▶ WRITTEN EXERCISE
Word for word, set down the records and skip each picture.

▶ DATA SHOWN
— begin —

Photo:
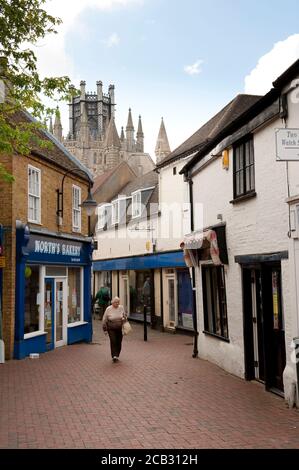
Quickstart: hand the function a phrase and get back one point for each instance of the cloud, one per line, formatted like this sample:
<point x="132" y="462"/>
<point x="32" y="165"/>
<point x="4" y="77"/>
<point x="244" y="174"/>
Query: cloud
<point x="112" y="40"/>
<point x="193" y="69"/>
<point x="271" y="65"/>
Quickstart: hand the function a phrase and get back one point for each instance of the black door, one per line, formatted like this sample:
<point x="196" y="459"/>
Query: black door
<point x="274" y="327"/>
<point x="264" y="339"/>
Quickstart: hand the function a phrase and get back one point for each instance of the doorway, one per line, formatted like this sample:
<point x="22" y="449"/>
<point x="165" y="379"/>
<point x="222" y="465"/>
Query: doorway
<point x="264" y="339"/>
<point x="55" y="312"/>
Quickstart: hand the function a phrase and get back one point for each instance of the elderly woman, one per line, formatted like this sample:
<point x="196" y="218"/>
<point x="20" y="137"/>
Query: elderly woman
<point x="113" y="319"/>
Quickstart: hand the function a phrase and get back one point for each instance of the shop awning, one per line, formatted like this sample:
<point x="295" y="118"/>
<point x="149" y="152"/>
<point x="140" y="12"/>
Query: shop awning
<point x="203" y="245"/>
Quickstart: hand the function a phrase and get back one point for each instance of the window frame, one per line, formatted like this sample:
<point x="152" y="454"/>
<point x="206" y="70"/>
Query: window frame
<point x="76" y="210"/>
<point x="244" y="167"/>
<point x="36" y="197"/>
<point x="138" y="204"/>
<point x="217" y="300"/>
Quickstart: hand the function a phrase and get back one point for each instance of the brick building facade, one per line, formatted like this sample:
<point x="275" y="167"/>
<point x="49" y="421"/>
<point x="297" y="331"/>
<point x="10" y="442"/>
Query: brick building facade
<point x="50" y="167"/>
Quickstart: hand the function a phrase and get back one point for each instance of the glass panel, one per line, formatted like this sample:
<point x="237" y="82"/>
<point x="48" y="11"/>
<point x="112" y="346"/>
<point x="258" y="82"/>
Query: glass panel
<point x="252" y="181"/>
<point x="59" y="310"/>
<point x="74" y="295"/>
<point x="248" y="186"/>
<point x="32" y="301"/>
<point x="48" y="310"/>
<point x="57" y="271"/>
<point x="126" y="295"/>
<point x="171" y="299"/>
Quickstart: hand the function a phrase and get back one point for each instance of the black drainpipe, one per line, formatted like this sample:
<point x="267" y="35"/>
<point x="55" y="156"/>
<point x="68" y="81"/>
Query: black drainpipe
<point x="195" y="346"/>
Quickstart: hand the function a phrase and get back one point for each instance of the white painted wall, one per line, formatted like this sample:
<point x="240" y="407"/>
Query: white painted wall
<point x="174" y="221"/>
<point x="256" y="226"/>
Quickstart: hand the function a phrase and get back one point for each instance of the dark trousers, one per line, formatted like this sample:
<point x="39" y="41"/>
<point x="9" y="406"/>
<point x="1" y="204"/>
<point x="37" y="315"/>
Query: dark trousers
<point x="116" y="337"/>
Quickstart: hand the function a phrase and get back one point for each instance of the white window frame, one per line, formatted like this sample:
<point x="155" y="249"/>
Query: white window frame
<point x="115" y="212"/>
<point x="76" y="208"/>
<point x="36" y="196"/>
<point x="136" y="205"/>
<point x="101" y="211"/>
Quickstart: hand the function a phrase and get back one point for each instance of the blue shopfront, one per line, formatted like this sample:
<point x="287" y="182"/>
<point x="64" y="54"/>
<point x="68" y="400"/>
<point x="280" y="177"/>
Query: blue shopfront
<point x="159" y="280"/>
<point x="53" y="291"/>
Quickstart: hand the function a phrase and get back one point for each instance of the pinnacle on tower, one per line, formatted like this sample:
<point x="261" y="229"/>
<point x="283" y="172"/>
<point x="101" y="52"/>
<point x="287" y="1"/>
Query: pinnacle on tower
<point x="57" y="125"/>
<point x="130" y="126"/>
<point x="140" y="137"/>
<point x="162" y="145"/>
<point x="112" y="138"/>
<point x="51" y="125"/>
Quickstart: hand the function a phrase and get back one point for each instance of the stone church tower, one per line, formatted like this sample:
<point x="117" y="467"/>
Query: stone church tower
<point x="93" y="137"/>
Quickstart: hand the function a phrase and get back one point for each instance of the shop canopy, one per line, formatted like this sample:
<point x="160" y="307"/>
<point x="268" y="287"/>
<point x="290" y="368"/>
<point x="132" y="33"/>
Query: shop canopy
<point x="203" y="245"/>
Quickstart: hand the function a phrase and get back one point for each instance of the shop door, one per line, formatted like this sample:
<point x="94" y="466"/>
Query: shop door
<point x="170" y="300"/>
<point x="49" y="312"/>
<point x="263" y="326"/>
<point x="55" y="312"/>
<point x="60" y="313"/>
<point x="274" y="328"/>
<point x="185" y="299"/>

— end —

▶ WORKED SOLUTION
Photo:
Quickstart: hand the function a phrase and get back one point for each instance of the cloud, one per line, formatted like this sample:
<point x="132" y="462"/>
<point x="32" y="165"/>
<point x="4" y="77"/>
<point x="244" y="174"/>
Query: cloud
<point x="112" y="40"/>
<point x="193" y="69"/>
<point x="271" y="65"/>
Quickstart: hand the function a phrase and get back one point for each instance of the black door, one per line, formatted like this sample:
<point x="196" y="459"/>
Query: black door
<point x="274" y="327"/>
<point x="264" y="339"/>
Quickstart: hand the function a phrase and get back one point for each instance of the doorway, one per line, formatted like this sample:
<point x="22" y="449"/>
<point x="165" y="379"/>
<point x="222" y="465"/>
Query: doorway
<point x="264" y="339"/>
<point x="55" y="312"/>
Quickstart: hand the function a phrase and get back one point for each instance of the elderly woman, one per line, formatted like this sample:
<point x="196" y="218"/>
<point x="20" y="137"/>
Query: elderly woman
<point x="113" y="319"/>
Quickstart: hand the function a phrase and get back one point for each instance of the shop awning, one per line, formatted like this sample:
<point x="295" y="118"/>
<point x="149" y="152"/>
<point x="140" y="12"/>
Query: shop awning
<point x="203" y="245"/>
Quickstart: hand the function a phrase and get back one point for each instance of the window frame, one per line, formatted like this sample:
<point x="152" y="454"/>
<point x="206" y="70"/>
Query: window frame
<point x="76" y="210"/>
<point x="244" y="167"/>
<point x="36" y="197"/>
<point x="138" y="204"/>
<point x="217" y="300"/>
Quickstart: hand the function a phrase and get back one point for each instance of the brick building facade, one per line, formatted like this sample:
<point x="275" y="167"/>
<point x="49" y="421"/>
<point x="297" y="331"/>
<point x="10" y="442"/>
Query: brick building facade
<point x="50" y="167"/>
Quickstart: hand the function a phrase and get back one point for each instance of the glass panel, one per line, formatted like this sample:
<point x="237" y="82"/>
<point x="48" y="11"/>
<point x="112" y="346"/>
<point x="258" y="82"/>
Query: glass panel
<point x="252" y="181"/>
<point x="59" y="310"/>
<point x="74" y="295"/>
<point x="248" y="186"/>
<point x="32" y="301"/>
<point x="48" y="310"/>
<point x="57" y="271"/>
<point x="126" y="295"/>
<point x="171" y="299"/>
Quickstart: hand the function a phrase and get back one point for each instance of the black drainpipe, one per line, formatted like this sample:
<point x="267" y="35"/>
<point x="55" y="156"/>
<point x="68" y="81"/>
Query: black drainpipe
<point x="195" y="346"/>
Quickstart: hand the function a phrase and get back one point for each instance of the white painted wall, one per line, formatted like this sample:
<point x="240" y="407"/>
Query: white painted wall
<point x="174" y="221"/>
<point x="256" y="226"/>
Quickstart: hand the function a phrase and get back one point for each instance of the dark trousers, one per line, formatted like this sample:
<point x="39" y="41"/>
<point x="9" y="406"/>
<point x="1" y="204"/>
<point x="37" y="315"/>
Query: dark trousers
<point x="116" y="337"/>
Quickstart: hand the function a phrase and get back one point for each instance of the white window frame, one per line, formatted like this sample:
<point x="155" y="249"/>
Query: white window frame
<point x="115" y="212"/>
<point x="76" y="208"/>
<point x="36" y="196"/>
<point x="136" y="205"/>
<point x="101" y="211"/>
Quickstart: hand the function a phrase and get back one point for each instance of the blue shopfront, one per line, formatted like this sample:
<point x="287" y="182"/>
<point x="64" y="54"/>
<point x="68" y="400"/>
<point x="280" y="177"/>
Query: blue shopfront
<point x="159" y="280"/>
<point x="53" y="291"/>
Quickstart: hand the function a phrase and get back one point for each instance of the pinnacle on tower, one per line, formatted like this sample:
<point x="261" y="229"/>
<point x="283" y="172"/>
<point x="101" y="52"/>
<point x="287" y="1"/>
Query: pinnacle on tower
<point x="57" y="125"/>
<point x="130" y="126"/>
<point x="140" y="137"/>
<point x="162" y="145"/>
<point x="112" y="138"/>
<point x="51" y="125"/>
Quickstart: hand the function a phrase and get back one point for each instance of the stone church tower, one per line, formatted like this sample:
<point x="117" y="467"/>
Query: stone church tower
<point x="93" y="137"/>
Quickstart: hand the function a phrase and get back one point for each instance of the shop canopy, one per line, formatted like this sample:
<point x="160" y="307"/>
<point x="268" y="287"/>
<point x="290" y="368"/>
<point x="132" y="33"/>
Query: shop canopy
<point x="203" y="245"/>
Quickstart: hand the function a phrase and get back one point for each instance of the shop door, one per line, formatted like this sample:
<point x="94" y="466"/>
Query: shop door
<point x="170" y="300"/>
<point x="49" y="312"/>
<point x="263" y="326"/>
<point x="55" y="312"/>
<point x="60" y="313"/>
<point x="274" y="328"/>
<point x="185" y="299"/>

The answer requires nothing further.